#### [THE TASK]
Write out all entries word for word.

#### [INFORMATION SUPPLIED]

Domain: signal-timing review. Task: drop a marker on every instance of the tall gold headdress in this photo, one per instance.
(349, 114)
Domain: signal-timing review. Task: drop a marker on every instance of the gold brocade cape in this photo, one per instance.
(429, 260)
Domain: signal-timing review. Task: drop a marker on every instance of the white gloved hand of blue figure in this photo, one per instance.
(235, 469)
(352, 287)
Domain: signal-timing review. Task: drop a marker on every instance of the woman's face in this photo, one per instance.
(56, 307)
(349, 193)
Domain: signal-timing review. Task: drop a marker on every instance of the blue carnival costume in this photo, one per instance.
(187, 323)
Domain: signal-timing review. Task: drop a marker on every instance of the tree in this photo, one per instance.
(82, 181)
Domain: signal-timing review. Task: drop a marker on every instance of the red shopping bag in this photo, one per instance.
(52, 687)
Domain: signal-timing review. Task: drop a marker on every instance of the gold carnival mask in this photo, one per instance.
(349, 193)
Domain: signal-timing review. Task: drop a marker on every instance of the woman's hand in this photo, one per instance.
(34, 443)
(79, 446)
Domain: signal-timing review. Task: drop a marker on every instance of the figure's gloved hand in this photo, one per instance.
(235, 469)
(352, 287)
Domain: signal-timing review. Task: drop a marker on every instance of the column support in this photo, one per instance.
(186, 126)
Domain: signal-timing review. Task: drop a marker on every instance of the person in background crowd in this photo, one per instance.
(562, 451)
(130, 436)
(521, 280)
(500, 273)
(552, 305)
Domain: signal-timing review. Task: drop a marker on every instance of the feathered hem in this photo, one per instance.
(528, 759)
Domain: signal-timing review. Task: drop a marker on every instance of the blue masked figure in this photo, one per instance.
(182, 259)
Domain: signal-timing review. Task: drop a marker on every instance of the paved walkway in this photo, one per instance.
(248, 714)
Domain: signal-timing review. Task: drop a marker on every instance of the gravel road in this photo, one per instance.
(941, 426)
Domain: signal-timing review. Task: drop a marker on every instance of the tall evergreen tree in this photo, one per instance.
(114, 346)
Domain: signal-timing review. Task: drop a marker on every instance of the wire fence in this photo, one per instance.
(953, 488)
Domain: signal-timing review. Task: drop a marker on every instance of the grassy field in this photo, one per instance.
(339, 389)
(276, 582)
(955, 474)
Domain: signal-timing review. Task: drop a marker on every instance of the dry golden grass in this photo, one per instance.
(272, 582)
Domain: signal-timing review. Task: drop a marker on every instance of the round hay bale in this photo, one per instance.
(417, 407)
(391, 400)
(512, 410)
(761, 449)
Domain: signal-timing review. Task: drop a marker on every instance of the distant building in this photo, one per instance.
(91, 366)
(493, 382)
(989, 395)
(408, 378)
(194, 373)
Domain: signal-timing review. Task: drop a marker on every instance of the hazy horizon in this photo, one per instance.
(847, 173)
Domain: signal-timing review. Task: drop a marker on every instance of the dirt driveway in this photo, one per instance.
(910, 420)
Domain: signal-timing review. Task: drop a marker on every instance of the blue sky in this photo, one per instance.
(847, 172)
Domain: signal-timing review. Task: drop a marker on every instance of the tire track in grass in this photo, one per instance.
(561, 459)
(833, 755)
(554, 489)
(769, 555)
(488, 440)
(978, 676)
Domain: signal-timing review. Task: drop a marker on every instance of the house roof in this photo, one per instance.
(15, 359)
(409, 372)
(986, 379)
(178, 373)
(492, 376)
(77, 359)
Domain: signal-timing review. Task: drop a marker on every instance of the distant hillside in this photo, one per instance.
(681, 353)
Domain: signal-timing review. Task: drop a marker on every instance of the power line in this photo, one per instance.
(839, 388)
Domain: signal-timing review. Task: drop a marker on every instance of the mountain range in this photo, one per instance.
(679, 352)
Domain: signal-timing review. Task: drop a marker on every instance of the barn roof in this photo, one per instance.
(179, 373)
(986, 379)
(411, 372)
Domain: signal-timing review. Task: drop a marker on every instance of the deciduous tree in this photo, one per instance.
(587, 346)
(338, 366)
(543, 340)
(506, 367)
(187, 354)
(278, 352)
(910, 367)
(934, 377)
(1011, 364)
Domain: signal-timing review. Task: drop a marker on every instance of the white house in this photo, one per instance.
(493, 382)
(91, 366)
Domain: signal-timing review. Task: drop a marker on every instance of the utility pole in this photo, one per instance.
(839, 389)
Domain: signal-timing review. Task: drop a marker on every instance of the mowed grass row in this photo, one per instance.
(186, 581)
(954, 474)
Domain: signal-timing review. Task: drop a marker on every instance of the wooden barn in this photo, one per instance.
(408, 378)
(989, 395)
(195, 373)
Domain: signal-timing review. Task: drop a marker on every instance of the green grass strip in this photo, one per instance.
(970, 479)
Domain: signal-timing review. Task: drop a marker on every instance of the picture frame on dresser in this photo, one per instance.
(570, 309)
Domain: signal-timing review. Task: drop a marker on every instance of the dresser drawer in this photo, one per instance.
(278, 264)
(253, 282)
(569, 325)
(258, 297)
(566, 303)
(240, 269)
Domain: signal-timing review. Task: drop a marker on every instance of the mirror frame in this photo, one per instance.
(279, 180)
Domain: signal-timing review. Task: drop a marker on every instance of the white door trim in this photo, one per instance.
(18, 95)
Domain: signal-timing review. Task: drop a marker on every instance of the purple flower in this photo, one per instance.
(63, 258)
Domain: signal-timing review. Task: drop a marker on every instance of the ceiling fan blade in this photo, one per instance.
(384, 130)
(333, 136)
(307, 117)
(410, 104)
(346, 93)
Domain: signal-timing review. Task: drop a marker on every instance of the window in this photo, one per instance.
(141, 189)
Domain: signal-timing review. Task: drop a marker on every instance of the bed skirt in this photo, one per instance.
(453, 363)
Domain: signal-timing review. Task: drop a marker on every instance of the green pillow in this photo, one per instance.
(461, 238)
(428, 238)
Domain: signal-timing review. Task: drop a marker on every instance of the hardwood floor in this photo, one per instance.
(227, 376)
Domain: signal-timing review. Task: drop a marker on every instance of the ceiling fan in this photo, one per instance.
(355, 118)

#### [CORRECT RESPONSE]
Domain: signal-timing review. Task: drop a marker on every instance of the tall gold headdress in this photo, one per instance.
(349, 114)
Domain: signal-timing review. Task: drop a marker on every instance of the gold brocade cape in this photo, one per instance.
(429, 260)
Domain: signal-timing review. Task: drop a marker on every instance of the white gloved hand of blue figure in this photo, one per instance.
(235, 469)
(352, 287)
Domain: signal-timing review. Task: drop a marker on every instance of the woman's face in this photo, one per instance.
(56, 307)
(349, 193)
Domain: signal-timing review. Task: drop a marker on every instance of the blue carnival costume in this photo, one per instance.
(187, 323)
Domain: signal-timing review. Task: drop a marker on every instance of the tree in this photo, one per instance.
(82, 181)
Domain: signal-timing review. Task: drop a marker on every instance of the red shopping bag in this photo, one per instance.
(52, 687)
Domain: signal-timing review. Task: drop a marker on every instance of the gold carnival mask in this photo, one per instance.
(349, 193)
Domain: signal-timing review. Task: drop a marker on every instance of the woman's hand in this photo, one per instance.
(34, 443)
(79, 446)
Domain: signal-timing review. Task: drop a marker on every instance of the figure's gloved hand in this photo, one per instance.
(235, 469)
(352, 287)
Domain: signal-timing review. Task: drop a marker on every instance of the column support in this photo, one per instance.
(186, 126)
Domain: signal-timing review. Task: drop a marker on every instance of the person in background crowd in this photo, one per instance.
(562, 451)
(130, 436)
(521, 280)
(500, 273)
(552, 305)
Domain: signal-timing review. Task: drop a marker on every instance of the feathered hem in this photo, one per instance.
(528, 759)
Domain: signal-timing review. Task: drop a marker on every instance of the blue masked figure in this photo, one per instance.
(182, 259)
Domain: signal-timing review. Task: drop a marker on every instance of the paved walkway in this photo, one per instance.
(248, 714)
Domain: signal-timing review. Task: drop a marker on every instance of the gravel road in this photo, one per instance.
(941, 426)
Domain: signal-timing review. Task: drop a marker on every instance of the tall evergreen tree in this photo, one per instance.
(114, 346)
Domain: signal-timing review. Task: drop a marker on every instance of the wire fence in this photo, one per instance.
(953, 488)
Domain: signal-timing review. Task: drop a marker on every instance of the grassy field in this photo, one per instance.
(339, 389)
(276, 582)
(955, 474)
Domain: signal-timing review. Task: drop a marker on every instance of the dry golden grass in this photo, one per instance.
(272, 582)
Domain: signal-timing review. Task: drop a marker on every instance of the round hay bale in this photo, one per instance.
(417, 407)
(391, 400)
(512, 410)
(761, 449)
Domain: signal-timing review. Task: drop a marker on every instance of the distant building in this photo, one per instance.
(91, 366)
(493, 382)
(989, 395)
(408, 378)
(194, 373)
Domain: signal-timing review. Task: drop a marker on every instance of the hazy horizon in this photo, one per instance.
(847, 173)
Domain: signal-timing review. Task: drop a marker on every instance of the dirt driveway in this photo, one per instance.
(910, 420)
Domain: signal-timing review. Task: drop a marker on every instance of the blue sky in this photo, one per instance.
(847, 172)
Domain: signal-timing review. Task: drop a marker on every instance of the tire track in grass in this photo, one per instance.
(561, 459)
(833, 755)
(554, 489)
(769, 555)
(488, 440)
(978, 676)
Domain: signal-timing review. Task: drop a marker on every instance of the house roof in this photo, one per instance.
(15, 359)
(409, 372)
(986, 379)
(178, 373)
(492, 376)
(77, 359)
Domain: signal-timing review. Task: drop a marker on every instance of the distant hillside in this photo, one per instance.
(681, 353)
Domain: signal-timing review. Task: drop a marker on every instance of the power line in this photo, one per instance.
(839, 388)
Domain: signal-timing review. Task: drop a marker on every instance of the mountain range in this photo, one per instance.
(679, 352)
Domain: signal-timing review. Task: drop a marker on every instance of the barn roof in this photo, one per instance.
(179, 373)
(986, 379)
(411, 372)
Domain: signal-timing review. Task: drop a marker on every instance of the deciduous tree in this photo, one per instance.
(587, 346)
(338, 366)
(543, 340)
(506, 367)
(187, 354)
(278, 352)
(910, 367)
(934, 377)
(1011, 364)
Domain: signal-timing review. Task: drop a marker on every instance of the white house in this photo, one per instance.
(493, 382)
(91, 366)
Domain: signal-timing review. Task: drop a marker on every instance of the utility pole in this photo, one per instance.
(839, 389)
Domain: signal-timing review. Task: drop a marker on every instance of the mowed grass row in this photo, one per instance.
(186, 581)
(954, 474)
Domain: signal-timing review. Task: drop a marker on every instance of the wooden barn in this photo, one per instance.
(408, 378)
(989, 395)
(195, 373)
Domain: signal-timing review. Task: drop a marker on every instance of the green grass strip in this photo, one per instance.
(970, 479)
Domain: signal-timing review. Task: drop a marker on every instance of the picture frame on dresser in this photo, one per instance.
(570, 309)
Domain: signal-timing review. Task: drop a marker on every instance of the dresser drawer in this photo, one per instance.
(278, 264)
(253, 282)
(569, 325)
(258, 297)
(566, 303)
(240, 269)
Domain: signal-timing review. Task: drop a marker on every instance of the mirror frame in this photo, one per instance.
(279, 180)
Domain: signal-timing review. Task: drop a marker on every instance of the white door trim in this photo, one per instance.
(18, 95)
Domain: signal-timing review. Task: drop a marker on every instance of the purple flower in this photo, one per instance.
(63, 258)
Domain: signal-timing review. Task: drop a marker on every instance of the ceiling fan blade in this photo, one per instance.
(384, 130)
(333, 136)
(307, 117)
(410, 104)
(346, 93)
Domain: signal-timing review. Task: drop a marker on every instance of the window in this photo, one per instance.
(141, 189)
Domain: signal-timing review. Task: drop a marker on every instance of the bed skirt in this photo, one per instance.
(453, 363)
Domain: signal-timing review. Task: drop a marker on every instance of the green pillow in this photo, one per instance.
(461, 238)
(428, 238)
Domain: signal-timing review. Task: drop a marker on every instance of the hardwood floor in this photo, one per instance.
(227, 376)
Domain: signal-timing review. Task: drop a marker on every instance of the ceiling fan in this photo, one per instance.
(355, 118)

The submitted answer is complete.